═════ Dataset content ═════

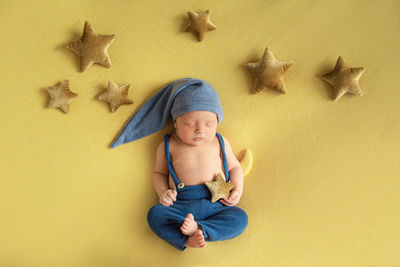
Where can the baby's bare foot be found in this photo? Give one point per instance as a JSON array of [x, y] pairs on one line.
[[196, 240], [189, 226]]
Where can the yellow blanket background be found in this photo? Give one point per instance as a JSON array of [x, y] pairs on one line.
[[324, 188]]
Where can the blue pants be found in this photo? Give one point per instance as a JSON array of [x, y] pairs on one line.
[[218, 222]]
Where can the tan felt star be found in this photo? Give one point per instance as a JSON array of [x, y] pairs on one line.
[[92, 48], [116, 95], [344, 79], [61, 96], [219, 188], [268, 72], [200, 23]]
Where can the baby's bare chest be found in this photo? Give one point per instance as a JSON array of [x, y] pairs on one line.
[[196, 165]]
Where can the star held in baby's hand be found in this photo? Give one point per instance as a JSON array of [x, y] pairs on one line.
[[92, 48], [116, 95], [61, 96], [219, 188], [344, 79], [268, 72], [200, 23]]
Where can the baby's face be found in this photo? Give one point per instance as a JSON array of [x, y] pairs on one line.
[[196, 127]]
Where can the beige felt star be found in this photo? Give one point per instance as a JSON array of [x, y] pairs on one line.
[[200, 23], [344, 79], [116, 95], [219, 188], [92, 48], [61, 96], [268, 72]]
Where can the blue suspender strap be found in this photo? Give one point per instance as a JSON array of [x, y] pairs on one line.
[[225, 162], [170, 167]]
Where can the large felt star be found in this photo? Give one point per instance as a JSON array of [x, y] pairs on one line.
[[92, 48], [344, 79], [200, 23], [268, 72], [219, 188], [61, 96], [116, 95]]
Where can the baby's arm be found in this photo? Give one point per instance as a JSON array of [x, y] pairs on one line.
[[235, 175], [160, 178]]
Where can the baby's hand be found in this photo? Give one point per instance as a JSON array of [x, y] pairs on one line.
[[232, 200], [168, 197]]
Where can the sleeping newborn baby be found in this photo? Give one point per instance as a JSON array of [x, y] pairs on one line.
[[185, 160]]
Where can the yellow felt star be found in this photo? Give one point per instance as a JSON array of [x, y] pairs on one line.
[[344, 79], [200, 23], [268, 72], [61, 96], [92, 48], [219, 188], [116, 95]]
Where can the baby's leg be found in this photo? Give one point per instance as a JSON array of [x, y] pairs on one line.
[[225, 224], [189, 226], [196, 240], [165, 222]]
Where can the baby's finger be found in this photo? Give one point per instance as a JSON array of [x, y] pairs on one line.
[[166, 201], [226, 202], [171, 195]]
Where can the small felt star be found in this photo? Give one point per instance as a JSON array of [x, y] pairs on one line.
[[268, 72], [61, 96], [344, 79], [200, 23], [116, 95], [219, 188], [92, 48]]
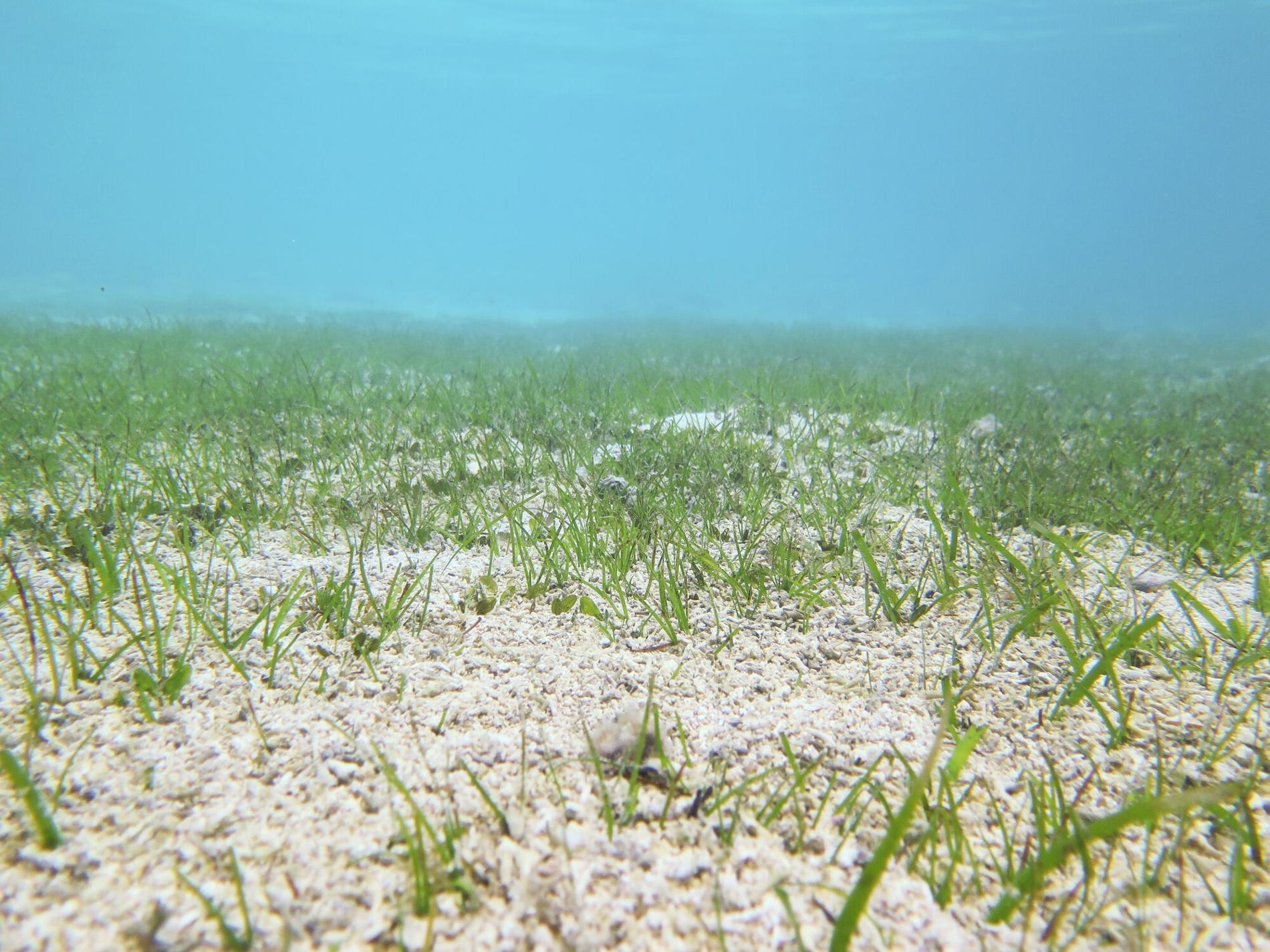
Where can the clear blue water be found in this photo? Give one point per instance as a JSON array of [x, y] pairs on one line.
[[1044, 160]]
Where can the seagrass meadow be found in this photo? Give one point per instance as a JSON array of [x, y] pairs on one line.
[[333, 634]]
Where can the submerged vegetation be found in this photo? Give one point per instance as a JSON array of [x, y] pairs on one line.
[[1071, 509]]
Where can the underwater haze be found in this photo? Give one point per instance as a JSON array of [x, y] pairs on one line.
[[900, 163]]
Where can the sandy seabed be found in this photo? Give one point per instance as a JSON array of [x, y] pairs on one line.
[[289, 781]]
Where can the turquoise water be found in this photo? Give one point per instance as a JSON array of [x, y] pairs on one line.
[[809, 159]]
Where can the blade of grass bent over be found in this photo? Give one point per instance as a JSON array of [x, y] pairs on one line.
[[858, 901]]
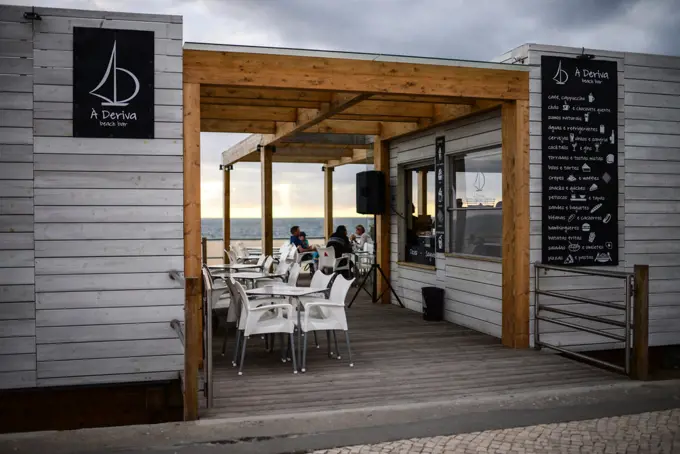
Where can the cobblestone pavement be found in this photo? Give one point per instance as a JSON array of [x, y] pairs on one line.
[[657, 432]]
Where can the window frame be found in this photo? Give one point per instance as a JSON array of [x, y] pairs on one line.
[[450, 199]]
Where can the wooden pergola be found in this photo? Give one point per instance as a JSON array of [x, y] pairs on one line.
[[338, 108]]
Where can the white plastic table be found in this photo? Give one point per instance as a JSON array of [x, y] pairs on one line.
[[235, 266], [291, 293]]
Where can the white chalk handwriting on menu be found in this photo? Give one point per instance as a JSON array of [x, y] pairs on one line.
[[579, 165]]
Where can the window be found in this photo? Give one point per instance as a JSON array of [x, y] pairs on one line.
[[419, 210], [475, 208]]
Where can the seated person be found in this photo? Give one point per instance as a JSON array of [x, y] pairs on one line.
[[305, 245], [361, 237], [295, 240], [341, 244]]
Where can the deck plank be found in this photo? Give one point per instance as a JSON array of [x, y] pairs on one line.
[[398, 358]]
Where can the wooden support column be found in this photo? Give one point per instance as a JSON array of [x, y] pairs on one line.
[[267, 213], [381, 162], [192, 246], [327, 202], [422, 193], [226, 212], [640, 363], [516, 267]]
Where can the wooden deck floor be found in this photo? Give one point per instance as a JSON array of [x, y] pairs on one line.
[[398, 358]]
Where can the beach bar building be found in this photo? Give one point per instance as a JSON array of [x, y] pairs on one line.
[[557, 184]]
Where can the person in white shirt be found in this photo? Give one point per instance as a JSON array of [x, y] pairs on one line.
[[361, 237]]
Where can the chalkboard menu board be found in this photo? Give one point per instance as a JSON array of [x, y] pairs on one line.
[[440, 190], [579, 162]]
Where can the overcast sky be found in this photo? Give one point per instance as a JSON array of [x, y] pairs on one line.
[[465, 29]]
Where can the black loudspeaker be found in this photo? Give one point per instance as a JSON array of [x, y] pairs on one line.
[[370, 192]]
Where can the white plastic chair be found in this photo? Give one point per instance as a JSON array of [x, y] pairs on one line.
[[293, 274], [327, 315], [258, 318], [327, 260], [215, 295], [281, 271]]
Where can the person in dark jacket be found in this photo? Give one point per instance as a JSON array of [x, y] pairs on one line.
[[339, 241]]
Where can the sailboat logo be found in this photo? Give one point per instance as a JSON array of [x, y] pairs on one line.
[[480, 181], [561, 75], [112, 70]]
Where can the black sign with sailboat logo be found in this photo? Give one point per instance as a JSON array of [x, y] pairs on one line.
[[579, 161], [440, 191], [113, 83]]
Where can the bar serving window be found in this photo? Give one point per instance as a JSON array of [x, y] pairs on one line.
[[419, 214], [475, 203]]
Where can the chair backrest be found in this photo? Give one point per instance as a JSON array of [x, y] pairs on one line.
[[235, 304], [326, 257], [282, 267], [232, 256], [340, 288], [318, 279], [268, 262], [293, 274], [241, 250], [284, 250]]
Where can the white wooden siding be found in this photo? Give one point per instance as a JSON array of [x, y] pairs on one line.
[[472, 287], [652, 192], [101, 219], [17, 275]]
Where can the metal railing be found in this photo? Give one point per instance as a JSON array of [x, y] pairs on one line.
[[626, 308]]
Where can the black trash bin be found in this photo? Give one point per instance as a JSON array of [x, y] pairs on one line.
[[433, 304]]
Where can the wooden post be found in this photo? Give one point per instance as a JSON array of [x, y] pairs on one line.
[[192, 348], [422, 193], [640, 361], [192, 246], [516, 266], [327, 202], [226, 216], [381, 162], [267, 214]]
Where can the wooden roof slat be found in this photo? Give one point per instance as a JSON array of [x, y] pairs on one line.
[[354, 76], [224, 112]]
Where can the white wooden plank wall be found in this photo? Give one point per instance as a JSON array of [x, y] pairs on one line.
[[652, 193], [473, 288], [108, 219], [17, 276], [604, 289]]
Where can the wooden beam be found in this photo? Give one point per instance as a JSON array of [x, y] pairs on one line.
[[356, 76], [381, 162], [267, 213], [369, 128], [303, 155], [192, 347], [640, 360], [192, 246], [358, 156], [238, 126], [268, 94], [240, 113], [226, 212], [422, 193], [241, 149], [516, 266], [307, 118], [327, 202]]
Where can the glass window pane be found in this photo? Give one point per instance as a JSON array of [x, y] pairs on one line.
[[476, 216]]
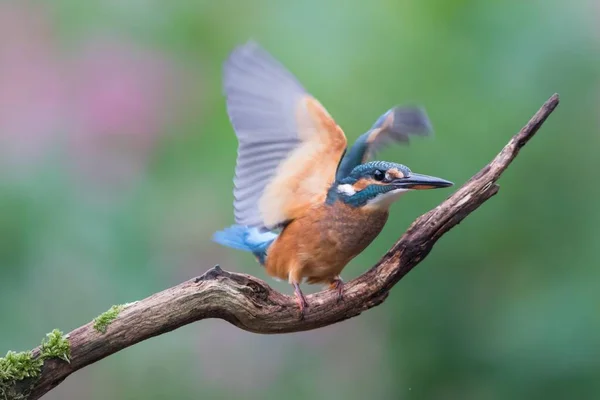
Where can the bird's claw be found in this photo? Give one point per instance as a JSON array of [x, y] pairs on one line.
[[302, 303], [338, 285]]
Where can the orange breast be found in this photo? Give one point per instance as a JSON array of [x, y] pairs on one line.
[[320, 244]]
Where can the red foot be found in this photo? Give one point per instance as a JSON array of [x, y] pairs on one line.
[[302, 303], [338, 284]]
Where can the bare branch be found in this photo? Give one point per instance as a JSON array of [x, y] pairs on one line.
[[250, 304]]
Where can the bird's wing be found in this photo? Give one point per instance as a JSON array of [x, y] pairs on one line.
[[289, 146], [396, 125]]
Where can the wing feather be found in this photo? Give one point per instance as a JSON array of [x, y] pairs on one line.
[[397, 125], [283, 133]]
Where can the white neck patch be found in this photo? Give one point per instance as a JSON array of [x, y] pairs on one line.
[[346, 189], [384, 200]]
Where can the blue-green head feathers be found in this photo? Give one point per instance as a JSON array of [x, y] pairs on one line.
[[380, 183]]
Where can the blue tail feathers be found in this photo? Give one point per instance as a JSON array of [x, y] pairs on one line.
[[247, 239]]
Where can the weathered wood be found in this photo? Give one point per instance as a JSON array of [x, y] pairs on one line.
[[250, 304]]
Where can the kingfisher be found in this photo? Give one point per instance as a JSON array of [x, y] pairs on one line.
[[305, 205]]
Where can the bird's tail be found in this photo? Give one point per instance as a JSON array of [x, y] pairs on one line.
[[246, 238]]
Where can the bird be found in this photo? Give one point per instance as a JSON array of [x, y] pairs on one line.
[[304, 204]]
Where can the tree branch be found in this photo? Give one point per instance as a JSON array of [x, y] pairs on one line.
[[250, 304]]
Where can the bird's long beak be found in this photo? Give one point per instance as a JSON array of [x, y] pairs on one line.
[[418, 181]]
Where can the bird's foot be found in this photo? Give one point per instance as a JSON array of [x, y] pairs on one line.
[[302, 303], [338, 284]]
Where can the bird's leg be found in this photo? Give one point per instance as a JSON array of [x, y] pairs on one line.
[[301, 299], [338, 284]]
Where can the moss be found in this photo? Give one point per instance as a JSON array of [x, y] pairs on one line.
[[102, 321], [16, 367], [56, 345]]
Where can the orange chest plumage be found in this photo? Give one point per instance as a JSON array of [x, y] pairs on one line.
[[318, 245]]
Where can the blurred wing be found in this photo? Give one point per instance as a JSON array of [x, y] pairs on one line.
[[396, 125], [289, 146]]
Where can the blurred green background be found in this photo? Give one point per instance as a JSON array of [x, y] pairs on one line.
[[116, 165]]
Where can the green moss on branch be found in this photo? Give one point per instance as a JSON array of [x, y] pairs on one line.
[[102, 321], [16, 367]]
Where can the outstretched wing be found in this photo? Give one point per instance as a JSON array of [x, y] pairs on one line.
[[396, 125], [289, 146]]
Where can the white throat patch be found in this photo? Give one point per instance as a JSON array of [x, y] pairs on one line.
[[346, 189]]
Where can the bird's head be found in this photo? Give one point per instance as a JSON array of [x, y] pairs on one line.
[[378, 184]]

═════

### Written exercise
Set out the material from the line containing "Where can the blurred green" through the line containing "[[102, 321], [16, 367]]" as a Markdown table. Use the columns No. and Text, number each row, and leave out blank lines.

### The reply
| No. | Text |
|---|---|
| 1 | Where can the blurred green background be found in this photo? Give one point per instance as a JSON array of [x, y] pairs on one line. |
| 2 | [[116, 165]] |
| 3 | Where can the green moss on branch be found in this photo? Give one point per instance as a JSON array of [x, y] pairs on one line. |
| 4 | [[102, 321], [16, 367]] |